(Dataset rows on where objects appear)
_ _ _
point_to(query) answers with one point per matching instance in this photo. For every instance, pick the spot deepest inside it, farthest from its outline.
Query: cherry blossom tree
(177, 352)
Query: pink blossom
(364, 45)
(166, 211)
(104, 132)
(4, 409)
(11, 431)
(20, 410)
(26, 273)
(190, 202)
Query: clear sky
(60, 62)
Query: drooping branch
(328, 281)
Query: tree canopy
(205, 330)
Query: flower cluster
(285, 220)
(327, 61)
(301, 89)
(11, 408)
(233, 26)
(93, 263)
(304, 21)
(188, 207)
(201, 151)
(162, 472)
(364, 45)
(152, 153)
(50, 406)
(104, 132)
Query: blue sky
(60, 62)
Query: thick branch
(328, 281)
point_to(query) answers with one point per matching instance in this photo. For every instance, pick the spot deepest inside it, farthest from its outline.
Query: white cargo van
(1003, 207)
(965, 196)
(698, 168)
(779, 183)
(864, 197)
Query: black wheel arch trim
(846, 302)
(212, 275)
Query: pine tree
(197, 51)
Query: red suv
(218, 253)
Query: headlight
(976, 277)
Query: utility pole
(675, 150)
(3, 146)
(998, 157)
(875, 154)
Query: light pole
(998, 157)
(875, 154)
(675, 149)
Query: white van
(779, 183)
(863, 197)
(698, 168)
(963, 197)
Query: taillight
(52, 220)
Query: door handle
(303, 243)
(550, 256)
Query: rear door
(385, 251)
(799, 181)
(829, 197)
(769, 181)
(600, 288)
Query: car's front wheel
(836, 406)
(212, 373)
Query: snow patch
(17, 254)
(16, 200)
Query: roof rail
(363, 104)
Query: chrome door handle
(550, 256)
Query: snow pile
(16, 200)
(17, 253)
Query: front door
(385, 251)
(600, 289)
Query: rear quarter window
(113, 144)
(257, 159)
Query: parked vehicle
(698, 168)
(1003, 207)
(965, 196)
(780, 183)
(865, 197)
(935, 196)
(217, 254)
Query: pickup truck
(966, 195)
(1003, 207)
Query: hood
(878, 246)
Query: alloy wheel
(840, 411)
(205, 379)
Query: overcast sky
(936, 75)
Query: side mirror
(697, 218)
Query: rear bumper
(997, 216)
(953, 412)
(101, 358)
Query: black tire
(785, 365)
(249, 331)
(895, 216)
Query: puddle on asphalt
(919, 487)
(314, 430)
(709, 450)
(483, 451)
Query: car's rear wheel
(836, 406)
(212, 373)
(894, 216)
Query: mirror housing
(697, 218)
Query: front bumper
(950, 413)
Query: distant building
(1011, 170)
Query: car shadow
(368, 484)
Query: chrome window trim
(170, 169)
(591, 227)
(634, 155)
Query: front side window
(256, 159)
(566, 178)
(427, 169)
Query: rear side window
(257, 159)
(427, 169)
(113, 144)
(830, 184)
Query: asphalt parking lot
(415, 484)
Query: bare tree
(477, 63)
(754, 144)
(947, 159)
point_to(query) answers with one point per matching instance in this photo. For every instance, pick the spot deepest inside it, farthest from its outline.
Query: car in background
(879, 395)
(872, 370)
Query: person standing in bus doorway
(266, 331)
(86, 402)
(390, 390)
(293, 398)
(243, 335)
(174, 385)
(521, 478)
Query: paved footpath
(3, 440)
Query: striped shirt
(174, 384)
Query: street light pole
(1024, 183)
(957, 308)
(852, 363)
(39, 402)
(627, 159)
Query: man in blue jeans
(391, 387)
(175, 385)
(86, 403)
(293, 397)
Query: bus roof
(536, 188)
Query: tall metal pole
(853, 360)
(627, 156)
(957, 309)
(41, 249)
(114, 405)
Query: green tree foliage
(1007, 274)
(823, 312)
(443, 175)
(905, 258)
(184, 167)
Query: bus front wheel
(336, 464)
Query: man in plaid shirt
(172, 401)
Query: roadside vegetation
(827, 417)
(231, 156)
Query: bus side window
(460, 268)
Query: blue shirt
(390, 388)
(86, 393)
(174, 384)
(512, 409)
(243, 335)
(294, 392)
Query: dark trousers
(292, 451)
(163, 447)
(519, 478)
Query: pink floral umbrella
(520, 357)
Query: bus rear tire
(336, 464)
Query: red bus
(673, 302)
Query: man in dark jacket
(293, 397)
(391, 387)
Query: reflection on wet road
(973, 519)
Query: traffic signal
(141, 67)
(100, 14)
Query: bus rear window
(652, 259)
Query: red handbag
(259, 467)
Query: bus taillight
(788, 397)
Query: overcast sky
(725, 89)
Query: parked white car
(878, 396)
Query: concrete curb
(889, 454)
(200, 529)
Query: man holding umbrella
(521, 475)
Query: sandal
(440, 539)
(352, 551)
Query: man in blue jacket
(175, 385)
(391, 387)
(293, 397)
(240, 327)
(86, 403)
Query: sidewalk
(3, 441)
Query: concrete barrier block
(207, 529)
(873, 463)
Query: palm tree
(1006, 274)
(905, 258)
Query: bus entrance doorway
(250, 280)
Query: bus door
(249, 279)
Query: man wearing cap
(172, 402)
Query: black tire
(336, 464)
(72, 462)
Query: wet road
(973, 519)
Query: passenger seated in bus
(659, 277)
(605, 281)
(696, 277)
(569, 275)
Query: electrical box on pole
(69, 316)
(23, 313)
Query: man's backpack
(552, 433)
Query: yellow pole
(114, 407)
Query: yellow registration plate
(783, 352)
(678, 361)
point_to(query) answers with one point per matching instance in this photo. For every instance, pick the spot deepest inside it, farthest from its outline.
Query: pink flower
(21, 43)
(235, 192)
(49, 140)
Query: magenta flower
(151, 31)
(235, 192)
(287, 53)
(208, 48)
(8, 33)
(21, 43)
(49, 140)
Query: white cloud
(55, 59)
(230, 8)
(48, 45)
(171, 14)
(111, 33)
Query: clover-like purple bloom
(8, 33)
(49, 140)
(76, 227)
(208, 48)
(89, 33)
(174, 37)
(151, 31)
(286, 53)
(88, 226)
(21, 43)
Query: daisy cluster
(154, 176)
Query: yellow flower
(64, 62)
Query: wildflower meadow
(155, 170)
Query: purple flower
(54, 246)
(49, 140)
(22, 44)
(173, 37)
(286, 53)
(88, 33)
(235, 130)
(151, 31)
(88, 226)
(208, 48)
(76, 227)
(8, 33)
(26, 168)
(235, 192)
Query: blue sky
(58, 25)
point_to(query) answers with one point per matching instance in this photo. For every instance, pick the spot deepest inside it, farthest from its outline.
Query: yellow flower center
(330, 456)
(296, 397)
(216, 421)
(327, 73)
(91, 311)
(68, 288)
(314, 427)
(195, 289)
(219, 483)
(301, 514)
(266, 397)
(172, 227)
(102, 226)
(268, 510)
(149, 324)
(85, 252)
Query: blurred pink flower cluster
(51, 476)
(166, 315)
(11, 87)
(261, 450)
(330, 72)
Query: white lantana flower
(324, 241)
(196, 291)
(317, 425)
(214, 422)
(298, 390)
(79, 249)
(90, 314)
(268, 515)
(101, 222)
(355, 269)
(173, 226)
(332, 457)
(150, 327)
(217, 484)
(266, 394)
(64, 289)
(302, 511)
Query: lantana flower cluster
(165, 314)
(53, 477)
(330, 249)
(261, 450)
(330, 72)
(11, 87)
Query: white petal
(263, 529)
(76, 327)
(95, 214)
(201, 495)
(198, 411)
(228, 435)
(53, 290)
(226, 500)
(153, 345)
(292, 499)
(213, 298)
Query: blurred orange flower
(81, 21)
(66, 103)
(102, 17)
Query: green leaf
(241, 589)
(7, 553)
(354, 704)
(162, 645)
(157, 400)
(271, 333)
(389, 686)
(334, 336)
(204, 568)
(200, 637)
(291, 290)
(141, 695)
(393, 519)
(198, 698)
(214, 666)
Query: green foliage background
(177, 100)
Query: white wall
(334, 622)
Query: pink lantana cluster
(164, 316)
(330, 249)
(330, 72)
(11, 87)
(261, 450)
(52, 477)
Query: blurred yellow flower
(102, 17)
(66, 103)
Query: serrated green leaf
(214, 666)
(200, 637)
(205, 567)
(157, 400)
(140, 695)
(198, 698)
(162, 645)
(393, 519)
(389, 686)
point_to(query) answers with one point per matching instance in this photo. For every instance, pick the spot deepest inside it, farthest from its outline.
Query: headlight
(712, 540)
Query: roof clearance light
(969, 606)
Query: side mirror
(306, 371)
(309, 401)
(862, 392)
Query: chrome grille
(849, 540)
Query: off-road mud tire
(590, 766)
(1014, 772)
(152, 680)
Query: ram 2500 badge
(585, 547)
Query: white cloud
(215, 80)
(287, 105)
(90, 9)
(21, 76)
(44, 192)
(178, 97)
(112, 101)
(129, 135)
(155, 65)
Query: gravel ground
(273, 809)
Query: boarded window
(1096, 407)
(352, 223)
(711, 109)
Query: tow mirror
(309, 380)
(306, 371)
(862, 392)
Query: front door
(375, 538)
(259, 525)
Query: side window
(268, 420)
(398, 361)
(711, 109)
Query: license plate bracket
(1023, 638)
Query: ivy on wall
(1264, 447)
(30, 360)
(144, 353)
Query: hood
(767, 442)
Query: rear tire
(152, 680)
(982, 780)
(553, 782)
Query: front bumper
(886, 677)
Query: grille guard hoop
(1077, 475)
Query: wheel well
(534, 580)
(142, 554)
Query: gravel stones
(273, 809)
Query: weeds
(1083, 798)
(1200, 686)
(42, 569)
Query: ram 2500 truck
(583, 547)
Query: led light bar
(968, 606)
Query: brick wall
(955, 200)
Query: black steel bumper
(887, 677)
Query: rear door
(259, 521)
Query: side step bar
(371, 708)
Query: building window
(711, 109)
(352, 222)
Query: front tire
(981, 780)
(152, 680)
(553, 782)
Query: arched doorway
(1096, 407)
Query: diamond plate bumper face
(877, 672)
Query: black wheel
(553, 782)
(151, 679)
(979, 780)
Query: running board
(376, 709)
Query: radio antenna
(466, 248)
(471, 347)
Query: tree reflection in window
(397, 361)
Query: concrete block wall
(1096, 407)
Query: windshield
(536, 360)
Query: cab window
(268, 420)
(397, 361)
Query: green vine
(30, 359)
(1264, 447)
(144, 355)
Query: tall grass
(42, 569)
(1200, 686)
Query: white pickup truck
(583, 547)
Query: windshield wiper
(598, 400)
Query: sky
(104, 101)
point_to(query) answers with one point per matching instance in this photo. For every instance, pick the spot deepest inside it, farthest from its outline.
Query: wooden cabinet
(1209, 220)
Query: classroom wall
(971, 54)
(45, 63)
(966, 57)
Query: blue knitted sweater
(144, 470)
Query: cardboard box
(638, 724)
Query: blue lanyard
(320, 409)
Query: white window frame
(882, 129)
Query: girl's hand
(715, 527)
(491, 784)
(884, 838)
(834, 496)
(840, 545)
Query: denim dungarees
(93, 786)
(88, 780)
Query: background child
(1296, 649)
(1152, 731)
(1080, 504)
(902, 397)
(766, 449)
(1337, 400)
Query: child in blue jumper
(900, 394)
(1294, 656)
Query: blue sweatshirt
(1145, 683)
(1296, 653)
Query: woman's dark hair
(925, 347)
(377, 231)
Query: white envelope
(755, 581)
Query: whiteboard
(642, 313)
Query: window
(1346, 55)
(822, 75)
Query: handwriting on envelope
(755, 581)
_ _ _
| THE PROBLEM |
Only the lines from the one containing "Query: cardboard box" to the end of the records should be repeated, exactly as they appear.

| WRITTEN REPLY |
Query: cardboard box
(638, 724)
Query: blue lanyard
(320, 409)
Query: white window frame
(882, 129)
Query: girl's hand
(715, 527)
(491, 784)
(884, 838)
(834, 496)
(840, 545)
Query: denim dungarees
(93, 786)
(88, 780)
Query: background child
(1296, 649)
(1152, 731)
(1080, 504)
(902, 397)
(766, 449)
(1337, 400)
Query: child in blue jumper
(900, 394)
(1294, 656)
Query: blue sweatshirt
(1145, 683)
(1296, 653)
Query: woman's dark hair
(925, 347)
(377, 231)
Query: white envelope
(755, 581)
Query: whiteboard
(642, 313)
Query: window
(1346, 55)
(822, 75)
Query: handwriting on envelope
(755, 581)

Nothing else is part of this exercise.